__TEXT EXCERPT__.
_ _ _ _

See radicalism's roots in this digitized vintage political poster collection


#1

Originally published at: http://boingboing.net/2017/02/10/see-radicalisms-roots-in-thi.html


#2

The first poster caught my eye right away. The park where the picnic was held was only a mile from where my grandfather established his tailor shop and I’m always keen to find anything I can about his life. I even zoomed in on the photo of the group of men on the odd chance that he might actually be there. Then I realized that there were no Italian speakers scheduled for that event, which isn’t surprising considering that Italians were among the most hated immigrants at that point in history. After checking some old family records, I also realized he couldn’t have been at that particular event because in May,1918 he was either hunkered down in a trench somewhere in the Ardennes trying not to get his head blown off or in a field hospital recovering from mustard gas poisoning. Like many young immigrant men of that time, he had enlisted in the army on the promise that it would put him on the fast track to gaining citizenship. After the war, the government reneged on that promise and it took him more than 20 years to become naturalized.

The more things change, the more they stay the same.


#3

There were some Italian-American leaders in the IWW at the time, so I’m a bit confused by the lack of Italian speakers.

_ _ _ _

Items listed in a dataset:

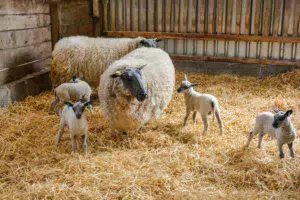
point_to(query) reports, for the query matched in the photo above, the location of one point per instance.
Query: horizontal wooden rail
(200, 36)
(237, 60)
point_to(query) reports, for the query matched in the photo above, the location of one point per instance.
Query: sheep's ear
(289, 112)
(68, 104)
(141, 67)
(87, 103)
(185, 77)
(115, 75)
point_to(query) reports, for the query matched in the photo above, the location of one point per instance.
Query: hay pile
(163, 161)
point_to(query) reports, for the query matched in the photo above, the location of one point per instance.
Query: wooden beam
(237, 60)
(200, 36)
(55, 23)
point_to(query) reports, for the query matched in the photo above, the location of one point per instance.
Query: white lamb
(76, 90)
(74, 117)
(137, 88)
(278, 126)
(90, 56)
(203, 103)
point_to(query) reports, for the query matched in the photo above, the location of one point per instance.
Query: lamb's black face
(150, 43)
(78, 108)
(132, 80)
(280, 117)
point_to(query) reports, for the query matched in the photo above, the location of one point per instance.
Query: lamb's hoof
(281, 156)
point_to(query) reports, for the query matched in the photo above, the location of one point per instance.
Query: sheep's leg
(260, 137)
(61, 131)
(220, 122)
(281, 154)
(194, 117)
(74, 143)
(53, 104)
(186, 117)
(291, 150)
(58, 108)
(84, 143)
(205, 123)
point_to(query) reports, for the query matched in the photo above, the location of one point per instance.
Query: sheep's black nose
(78, 116)
(142, 96)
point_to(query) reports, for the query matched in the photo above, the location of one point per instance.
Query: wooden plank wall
(72, 17)
(247, 31)
(25, 38)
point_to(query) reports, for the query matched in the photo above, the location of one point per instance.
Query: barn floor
(163, 160)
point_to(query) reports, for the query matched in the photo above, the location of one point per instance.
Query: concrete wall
(25, 48)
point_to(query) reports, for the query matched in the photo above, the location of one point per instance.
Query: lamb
(74, 117)
(90, 56)
(76, 90)
(137, 88)
(278, 126)
(203, 103)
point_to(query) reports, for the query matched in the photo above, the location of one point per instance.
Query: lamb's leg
(84, 143)
(74, 143)
(186, 117)
(260, 137)
(205, 123)
(220, 122)
(53, 104)
(61, 131)
(291, 150)
(251, 134)
(281, 154)
(194, 117)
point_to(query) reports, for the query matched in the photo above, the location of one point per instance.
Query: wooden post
(97, 17)
(55, 23)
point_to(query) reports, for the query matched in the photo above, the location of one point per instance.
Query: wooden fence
(246, 31)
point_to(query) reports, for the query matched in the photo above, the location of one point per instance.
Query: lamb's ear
(87, 103)
(115, 75)
(141, 67)
(289, 112)
(194, 84)
(68, 104)
(185, 77)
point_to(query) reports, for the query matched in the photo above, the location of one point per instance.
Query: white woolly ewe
(123, 111)
(81, 55)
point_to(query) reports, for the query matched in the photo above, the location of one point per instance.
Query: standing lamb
(90, 56)
(74, 117)
(76, 90)
(137, 88)
(278, 126)
(203, 103)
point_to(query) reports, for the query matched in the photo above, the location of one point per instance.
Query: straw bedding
(163, 160)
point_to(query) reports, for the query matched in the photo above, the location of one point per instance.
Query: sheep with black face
(278, 126)
(137, 88)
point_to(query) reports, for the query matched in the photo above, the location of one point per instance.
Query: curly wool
(123, 111)
(81, 55)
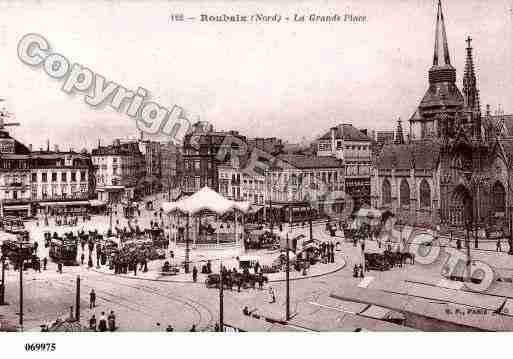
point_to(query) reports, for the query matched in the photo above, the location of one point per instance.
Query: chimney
(333, 136)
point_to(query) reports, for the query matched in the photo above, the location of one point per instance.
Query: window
(425, 194)
(498, 195)
(386, 192)
(404, 194)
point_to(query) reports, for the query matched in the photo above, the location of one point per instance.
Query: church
(454, 167)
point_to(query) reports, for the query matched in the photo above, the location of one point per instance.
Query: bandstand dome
(205, 199)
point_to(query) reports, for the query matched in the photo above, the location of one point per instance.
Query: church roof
(442, 94)
(417, 154)
(507, 145)
(441, 56)
(508, 123)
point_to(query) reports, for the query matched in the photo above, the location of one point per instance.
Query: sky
(289, 80)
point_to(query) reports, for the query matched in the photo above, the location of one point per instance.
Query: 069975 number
(40, 347)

_ _ _ _

__TASK SET__.
a - From the forum thread about the vintage political poster collection, retype the passage starting with "The more things" and going on through "of Italian speakers.".
b - Continue the forum thread about the vintage political poster collection, picking up right after its final sentence.
You can set the lines aside; they are not required for anything here.

__EXERCISE ANSWERS__.
a -
The more things change, the more they stay the same.


#3

There were some Italian-American leaders in the IWW at the time, so I’m a bit confused by the lack of Italian speakers.

b -
The Wobblies were and still are explicitly anti-racist as an organisation, often taking members who were rejected membership of other unions. I don’t know why there weren’t any Italian speakers at that event, but I doubt it was intentional discrimination.




#4

Isn’t “radicalism’s roots” redundant phrasing?


#5

We (the IWW) didn’t go anywhere…
You just let the government imprison and marginalize us during ww1
Then you bought into the hollow promises of the AFL/CIO and their revolving door to the industries they are supposed to be organizing to oppose.
Yes oppose… unions aren’t supposed to work with industries they are supposed to protect us from the bosses in those industries.


#6

I believe (having not been born for the better part off a century after the fact) that the folks from Italy tended to be straight line anarchists rather than syndalcalists.
I’m guessing that the people of Italian extraction in the IWW just weren’t where these things were…And many of them probably didn’t travel by rail because that’s exactly where the man would seek to waylay them.